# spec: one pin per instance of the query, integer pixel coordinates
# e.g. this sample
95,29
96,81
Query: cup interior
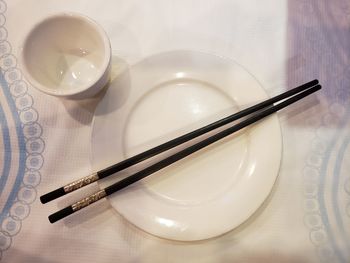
65,53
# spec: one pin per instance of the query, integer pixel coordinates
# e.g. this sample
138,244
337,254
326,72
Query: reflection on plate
209,192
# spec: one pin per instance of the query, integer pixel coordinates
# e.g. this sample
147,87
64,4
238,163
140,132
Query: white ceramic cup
67,55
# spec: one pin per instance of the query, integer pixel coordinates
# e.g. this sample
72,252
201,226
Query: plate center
170,110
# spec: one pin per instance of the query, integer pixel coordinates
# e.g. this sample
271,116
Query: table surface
45,142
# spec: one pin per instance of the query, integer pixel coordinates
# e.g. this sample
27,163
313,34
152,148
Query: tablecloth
45,141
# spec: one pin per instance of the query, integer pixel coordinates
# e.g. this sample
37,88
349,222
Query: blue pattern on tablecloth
27,134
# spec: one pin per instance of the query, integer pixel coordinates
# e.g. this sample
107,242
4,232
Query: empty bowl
67,55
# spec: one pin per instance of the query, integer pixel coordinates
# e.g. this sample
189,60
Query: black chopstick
177,156
75,185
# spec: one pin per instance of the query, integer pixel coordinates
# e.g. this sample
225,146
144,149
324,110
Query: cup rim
101,70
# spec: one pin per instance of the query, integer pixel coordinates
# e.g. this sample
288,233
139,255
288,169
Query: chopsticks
261,110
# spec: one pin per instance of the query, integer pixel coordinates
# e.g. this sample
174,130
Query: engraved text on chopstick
81,182
89,200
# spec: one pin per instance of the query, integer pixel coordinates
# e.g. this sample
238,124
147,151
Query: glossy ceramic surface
67,55
211,191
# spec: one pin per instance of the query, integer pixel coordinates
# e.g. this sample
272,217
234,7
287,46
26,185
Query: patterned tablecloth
45,141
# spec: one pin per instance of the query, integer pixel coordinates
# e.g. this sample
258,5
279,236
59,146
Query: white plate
210,192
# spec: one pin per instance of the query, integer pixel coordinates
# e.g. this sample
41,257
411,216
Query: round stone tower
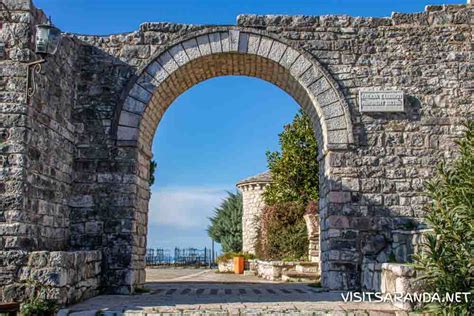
252,195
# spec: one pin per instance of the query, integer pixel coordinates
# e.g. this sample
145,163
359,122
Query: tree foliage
226,224
294,186
283,233
295,169
447,262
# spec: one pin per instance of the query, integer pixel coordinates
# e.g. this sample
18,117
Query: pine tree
295,180
447,261
295,170
226,224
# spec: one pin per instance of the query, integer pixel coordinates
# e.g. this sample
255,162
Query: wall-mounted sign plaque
381,101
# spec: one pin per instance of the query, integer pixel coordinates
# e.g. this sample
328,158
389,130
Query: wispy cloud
185,207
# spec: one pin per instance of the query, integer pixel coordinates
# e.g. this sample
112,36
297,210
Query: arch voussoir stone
295,67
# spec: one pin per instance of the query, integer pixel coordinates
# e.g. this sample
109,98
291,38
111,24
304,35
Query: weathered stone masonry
252,189
74,158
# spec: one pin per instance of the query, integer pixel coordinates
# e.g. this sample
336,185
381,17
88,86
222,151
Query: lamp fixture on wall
47,42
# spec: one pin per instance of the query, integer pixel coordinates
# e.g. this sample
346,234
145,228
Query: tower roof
264,177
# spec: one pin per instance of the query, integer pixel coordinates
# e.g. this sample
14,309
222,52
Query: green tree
294,186
226,224
295,169
283,233
447,260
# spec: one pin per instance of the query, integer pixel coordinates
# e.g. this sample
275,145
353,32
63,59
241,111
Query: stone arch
233,52
213,53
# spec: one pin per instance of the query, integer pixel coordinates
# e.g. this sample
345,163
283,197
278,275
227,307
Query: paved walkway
224,296
198,275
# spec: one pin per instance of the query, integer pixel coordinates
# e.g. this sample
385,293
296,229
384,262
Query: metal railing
179,257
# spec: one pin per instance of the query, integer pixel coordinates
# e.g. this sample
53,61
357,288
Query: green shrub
283,232
38,307
446,263
226,224
294,169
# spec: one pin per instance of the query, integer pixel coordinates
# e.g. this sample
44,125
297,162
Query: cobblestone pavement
198,275
224,296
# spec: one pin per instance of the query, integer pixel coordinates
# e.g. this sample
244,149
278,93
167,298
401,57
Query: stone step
293,276
307,267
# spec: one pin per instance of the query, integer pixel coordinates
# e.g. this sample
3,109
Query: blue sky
211,136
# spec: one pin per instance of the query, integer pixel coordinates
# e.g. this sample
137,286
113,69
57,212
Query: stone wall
253,203
399,279
65,277
38,136
89,191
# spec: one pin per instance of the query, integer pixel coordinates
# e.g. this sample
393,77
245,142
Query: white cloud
184,207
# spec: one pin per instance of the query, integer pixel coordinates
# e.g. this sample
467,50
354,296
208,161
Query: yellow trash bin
239,265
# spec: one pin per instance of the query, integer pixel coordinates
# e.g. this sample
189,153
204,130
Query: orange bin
239,265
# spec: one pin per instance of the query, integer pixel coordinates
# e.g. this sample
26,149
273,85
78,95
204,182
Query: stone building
252,189
75,150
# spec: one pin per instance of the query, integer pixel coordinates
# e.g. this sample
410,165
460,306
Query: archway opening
227,53
209,140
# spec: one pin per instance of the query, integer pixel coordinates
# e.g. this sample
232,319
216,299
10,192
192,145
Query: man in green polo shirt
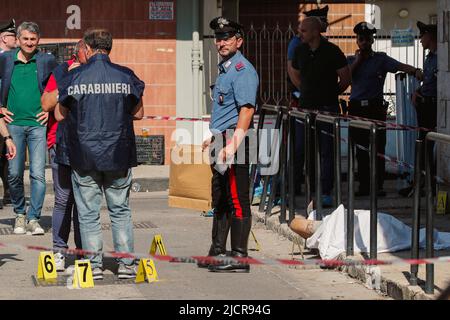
24,72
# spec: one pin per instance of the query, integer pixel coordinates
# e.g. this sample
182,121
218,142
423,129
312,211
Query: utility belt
369,103
427,100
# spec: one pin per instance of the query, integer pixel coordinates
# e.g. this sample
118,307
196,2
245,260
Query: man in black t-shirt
321,69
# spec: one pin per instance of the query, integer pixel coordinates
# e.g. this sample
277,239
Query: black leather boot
220,229
240,230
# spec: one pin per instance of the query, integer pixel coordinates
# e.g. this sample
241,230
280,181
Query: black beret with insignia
426,28
364,28
225,28
9,26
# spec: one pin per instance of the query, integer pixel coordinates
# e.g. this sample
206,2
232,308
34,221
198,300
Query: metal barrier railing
283,163
429,139
306,117
285,123
373,129
267,178
335,121
414,269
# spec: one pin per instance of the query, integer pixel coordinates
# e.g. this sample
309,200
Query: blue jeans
65,206
88,188
36,140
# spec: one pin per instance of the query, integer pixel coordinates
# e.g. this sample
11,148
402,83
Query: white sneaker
59,261
20,224
34,228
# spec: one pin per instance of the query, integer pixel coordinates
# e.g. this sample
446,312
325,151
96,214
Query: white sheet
393,235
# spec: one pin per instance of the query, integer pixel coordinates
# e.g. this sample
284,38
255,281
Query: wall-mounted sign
73,22
161,10
402,38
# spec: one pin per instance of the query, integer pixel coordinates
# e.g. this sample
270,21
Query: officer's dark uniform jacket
101,96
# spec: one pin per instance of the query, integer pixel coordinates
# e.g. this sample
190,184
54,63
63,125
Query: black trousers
375,110
426,110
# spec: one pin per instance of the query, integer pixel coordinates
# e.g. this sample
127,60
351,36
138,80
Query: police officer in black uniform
369,69
100,100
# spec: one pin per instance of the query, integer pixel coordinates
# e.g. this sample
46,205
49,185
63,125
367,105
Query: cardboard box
190,178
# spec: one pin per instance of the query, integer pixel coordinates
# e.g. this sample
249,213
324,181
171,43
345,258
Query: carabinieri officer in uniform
369,69
234,95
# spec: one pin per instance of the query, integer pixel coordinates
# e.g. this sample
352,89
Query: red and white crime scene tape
225,260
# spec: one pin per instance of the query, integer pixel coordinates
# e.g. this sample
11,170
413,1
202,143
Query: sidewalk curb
368,275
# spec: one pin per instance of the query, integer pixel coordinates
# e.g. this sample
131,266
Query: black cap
225,28
364,28
426,28
322,13
9,26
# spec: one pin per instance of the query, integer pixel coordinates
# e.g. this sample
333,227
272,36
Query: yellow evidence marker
82,277
146,271
158,244
46,266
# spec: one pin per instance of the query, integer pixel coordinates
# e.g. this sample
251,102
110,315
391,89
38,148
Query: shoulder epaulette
240,65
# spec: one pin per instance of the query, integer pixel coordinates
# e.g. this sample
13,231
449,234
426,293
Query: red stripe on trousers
234,193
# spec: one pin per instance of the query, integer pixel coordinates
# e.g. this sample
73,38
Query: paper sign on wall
402,38
161,10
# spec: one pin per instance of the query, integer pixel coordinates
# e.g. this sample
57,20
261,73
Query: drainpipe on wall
196,61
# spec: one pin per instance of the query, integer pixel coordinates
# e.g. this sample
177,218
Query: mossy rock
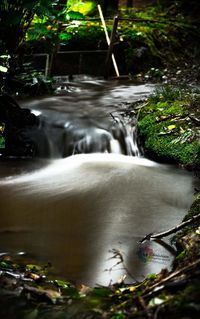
169,130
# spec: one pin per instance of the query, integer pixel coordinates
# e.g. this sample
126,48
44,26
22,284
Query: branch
170,231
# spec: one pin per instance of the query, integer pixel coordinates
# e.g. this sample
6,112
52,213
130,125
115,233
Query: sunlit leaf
171,127
156,301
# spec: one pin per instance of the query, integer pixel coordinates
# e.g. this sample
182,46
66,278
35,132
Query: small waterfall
83,135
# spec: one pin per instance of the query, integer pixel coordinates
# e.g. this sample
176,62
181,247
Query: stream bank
170,123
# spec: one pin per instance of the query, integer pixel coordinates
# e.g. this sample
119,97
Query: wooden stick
170,231
108,39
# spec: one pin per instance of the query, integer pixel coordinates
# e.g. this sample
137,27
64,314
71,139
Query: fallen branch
173,230
161,284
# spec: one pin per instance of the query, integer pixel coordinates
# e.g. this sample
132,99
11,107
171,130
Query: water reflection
75,211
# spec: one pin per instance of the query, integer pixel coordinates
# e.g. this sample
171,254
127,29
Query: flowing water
84,211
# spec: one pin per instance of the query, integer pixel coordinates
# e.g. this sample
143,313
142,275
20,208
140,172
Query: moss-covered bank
169,126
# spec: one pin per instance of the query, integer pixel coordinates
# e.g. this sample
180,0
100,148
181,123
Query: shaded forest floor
168,125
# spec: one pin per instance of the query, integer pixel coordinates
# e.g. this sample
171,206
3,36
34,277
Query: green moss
168,131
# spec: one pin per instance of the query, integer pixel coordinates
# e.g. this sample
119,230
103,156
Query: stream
90,196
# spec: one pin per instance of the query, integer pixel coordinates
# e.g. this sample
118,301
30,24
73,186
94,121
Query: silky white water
74,211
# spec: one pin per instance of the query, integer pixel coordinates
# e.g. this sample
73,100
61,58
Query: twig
170,231
171,276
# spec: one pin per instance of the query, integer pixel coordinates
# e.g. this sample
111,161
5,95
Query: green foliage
84,7
167,128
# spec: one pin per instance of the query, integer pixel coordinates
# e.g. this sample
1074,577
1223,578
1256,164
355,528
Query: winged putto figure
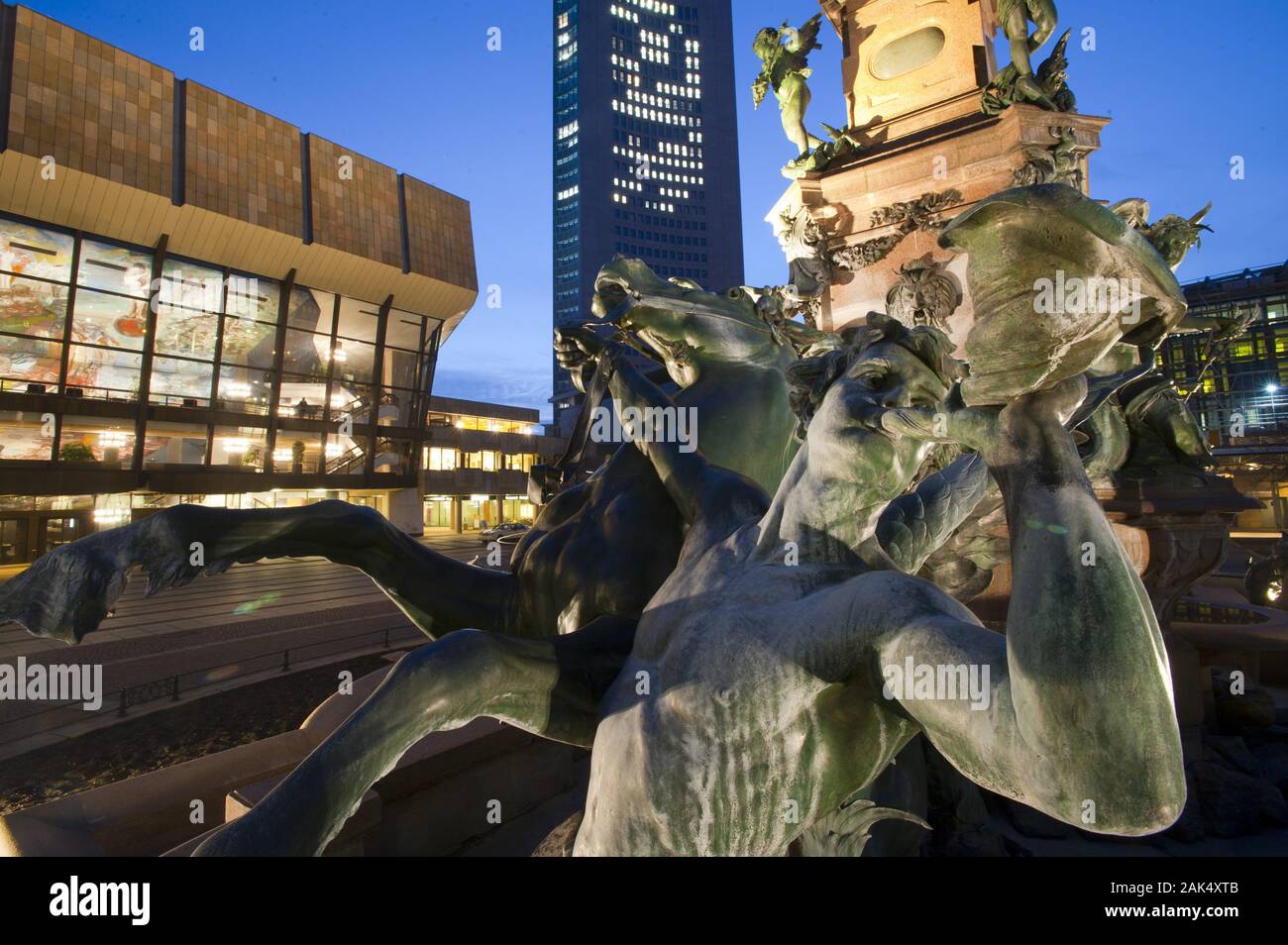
785,69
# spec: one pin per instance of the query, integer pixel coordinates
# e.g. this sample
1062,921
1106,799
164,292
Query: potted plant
76,452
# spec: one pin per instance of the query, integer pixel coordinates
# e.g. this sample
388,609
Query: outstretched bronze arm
1080,721
67,592
550,687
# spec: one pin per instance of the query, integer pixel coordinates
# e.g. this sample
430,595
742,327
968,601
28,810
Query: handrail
171,685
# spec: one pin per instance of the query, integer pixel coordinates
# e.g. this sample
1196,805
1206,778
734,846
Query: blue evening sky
412,84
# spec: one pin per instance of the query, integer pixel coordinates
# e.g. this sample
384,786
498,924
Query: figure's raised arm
1077,718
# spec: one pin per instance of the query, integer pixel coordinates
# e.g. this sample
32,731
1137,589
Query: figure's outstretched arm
1078,718
913,525
67,592
550,687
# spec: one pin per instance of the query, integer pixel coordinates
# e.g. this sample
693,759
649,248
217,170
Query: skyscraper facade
645,150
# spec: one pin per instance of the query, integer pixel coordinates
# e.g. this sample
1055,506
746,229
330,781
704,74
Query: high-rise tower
645,150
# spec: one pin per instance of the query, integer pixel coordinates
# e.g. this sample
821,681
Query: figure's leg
69,589
549,687
797,97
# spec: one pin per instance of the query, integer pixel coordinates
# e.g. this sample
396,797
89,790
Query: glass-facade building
645,150
202,303
477,460
1241,399
1249,374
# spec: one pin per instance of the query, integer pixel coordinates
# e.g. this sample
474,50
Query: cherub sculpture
785,71
1047,86
1014,17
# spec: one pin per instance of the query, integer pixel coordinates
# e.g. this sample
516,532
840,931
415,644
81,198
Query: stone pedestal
949,150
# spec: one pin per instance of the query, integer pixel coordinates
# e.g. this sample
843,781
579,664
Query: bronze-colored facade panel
243,162
90,106
355,202
439,237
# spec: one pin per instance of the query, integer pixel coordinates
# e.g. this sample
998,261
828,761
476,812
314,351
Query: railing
189,682
346,461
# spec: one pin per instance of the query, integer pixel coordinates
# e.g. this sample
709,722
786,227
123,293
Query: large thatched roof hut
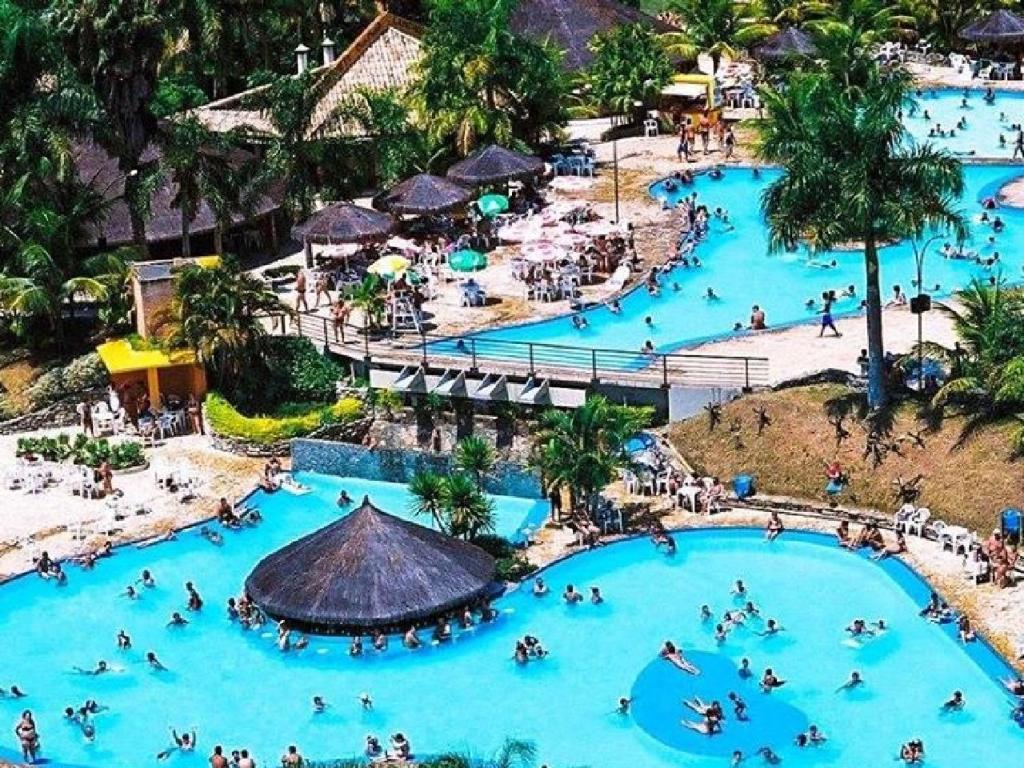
369,570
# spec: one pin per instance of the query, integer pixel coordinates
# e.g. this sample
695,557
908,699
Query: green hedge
82,450
290,421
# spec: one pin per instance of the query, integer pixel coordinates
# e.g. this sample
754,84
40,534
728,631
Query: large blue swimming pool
735,261
239,690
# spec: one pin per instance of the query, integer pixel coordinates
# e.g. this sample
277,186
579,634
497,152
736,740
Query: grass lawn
969,485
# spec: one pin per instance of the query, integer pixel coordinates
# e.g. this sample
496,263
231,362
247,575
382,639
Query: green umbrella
492,205
467,261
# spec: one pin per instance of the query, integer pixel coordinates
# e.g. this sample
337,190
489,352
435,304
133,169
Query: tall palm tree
582,450
850,176
475,456
218,313
117,46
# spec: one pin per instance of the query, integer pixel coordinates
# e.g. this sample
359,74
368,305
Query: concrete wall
398,465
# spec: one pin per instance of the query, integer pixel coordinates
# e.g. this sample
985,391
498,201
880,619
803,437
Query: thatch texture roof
424,194
382,57
495,164
998,27
786,43
369,569
344,222
569,25
97,169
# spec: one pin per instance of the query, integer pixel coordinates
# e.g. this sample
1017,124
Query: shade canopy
369,570
495,164
344,222
424,195
786,43
998,27
467,261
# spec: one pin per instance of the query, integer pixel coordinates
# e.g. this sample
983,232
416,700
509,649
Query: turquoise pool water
239,690
985,122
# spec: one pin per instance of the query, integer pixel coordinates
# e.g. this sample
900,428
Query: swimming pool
985,122
735,262
239,690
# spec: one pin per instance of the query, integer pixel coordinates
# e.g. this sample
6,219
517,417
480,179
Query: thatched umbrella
998,27
787,43
344,222
369,570
1001,29
495,164
425,195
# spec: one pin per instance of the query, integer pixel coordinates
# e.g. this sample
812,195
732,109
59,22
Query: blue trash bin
742,486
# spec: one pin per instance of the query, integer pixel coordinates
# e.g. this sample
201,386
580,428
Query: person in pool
672,654
770,681
855,681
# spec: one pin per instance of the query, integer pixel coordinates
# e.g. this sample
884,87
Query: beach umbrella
389,266
786,43
492,205
425,195
998,27
344,222
467,261
495,164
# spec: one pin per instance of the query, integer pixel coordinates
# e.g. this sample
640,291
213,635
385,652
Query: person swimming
855,681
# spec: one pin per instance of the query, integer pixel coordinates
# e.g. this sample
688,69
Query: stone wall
398,465
60,414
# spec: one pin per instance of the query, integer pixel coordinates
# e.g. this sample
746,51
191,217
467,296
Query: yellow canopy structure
120,357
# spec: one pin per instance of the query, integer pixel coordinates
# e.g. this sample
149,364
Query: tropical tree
476,457
368,296
986,366
851,176
718,28
116,46
199,163
455,503
477,82
427,492
629,66
582,450
218,312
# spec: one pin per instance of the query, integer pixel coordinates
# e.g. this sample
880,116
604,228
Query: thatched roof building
369,570
382,57
570,25
98,170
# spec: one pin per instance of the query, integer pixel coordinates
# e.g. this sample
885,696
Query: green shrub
83,450
87,372
226,420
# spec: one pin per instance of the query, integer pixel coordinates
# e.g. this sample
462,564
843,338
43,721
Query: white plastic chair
915,525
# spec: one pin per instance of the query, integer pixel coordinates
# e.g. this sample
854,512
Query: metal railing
531,358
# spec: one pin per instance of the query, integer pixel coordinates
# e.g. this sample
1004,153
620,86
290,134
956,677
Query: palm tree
116,47
475,456
199,162
469,511
582,450
850,176
218,312
715,27
629,66
369,297
427,489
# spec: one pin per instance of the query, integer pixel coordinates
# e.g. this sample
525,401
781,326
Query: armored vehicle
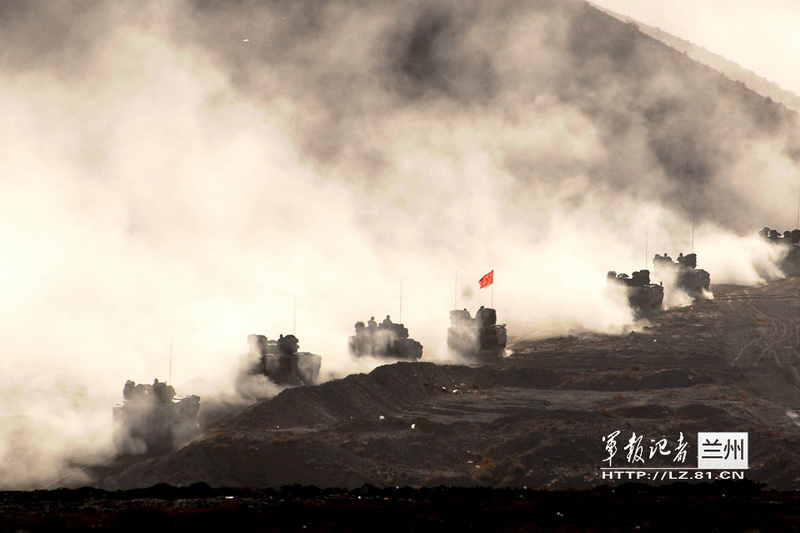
480,338
386,340
643,297
790,241
694,281
152,419
281,362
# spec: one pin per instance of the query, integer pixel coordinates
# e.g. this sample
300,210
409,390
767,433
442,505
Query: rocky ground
533,421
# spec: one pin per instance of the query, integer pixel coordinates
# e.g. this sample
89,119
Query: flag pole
797,225
401,301
170,362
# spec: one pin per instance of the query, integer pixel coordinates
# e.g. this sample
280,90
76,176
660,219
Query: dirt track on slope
535,419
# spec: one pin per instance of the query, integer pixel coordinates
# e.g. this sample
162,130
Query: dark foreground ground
534,421
723,506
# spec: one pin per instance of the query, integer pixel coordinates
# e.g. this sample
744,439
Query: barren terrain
535,419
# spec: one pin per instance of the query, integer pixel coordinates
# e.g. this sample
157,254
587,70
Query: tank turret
151,418
480,338
684,273
387,340
643,297
281,361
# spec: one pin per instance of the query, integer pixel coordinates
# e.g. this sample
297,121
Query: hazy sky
759,35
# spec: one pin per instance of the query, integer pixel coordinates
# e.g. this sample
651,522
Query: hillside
════════════════════
# DESCRIPTION OF THE TASK
List every line of the entries above that contains the string "pool", matching case exactly.

# THE RESULT
Query: large blue swimming pool
Query: turquoise pool water
Query: swimming pool
Query: person in pool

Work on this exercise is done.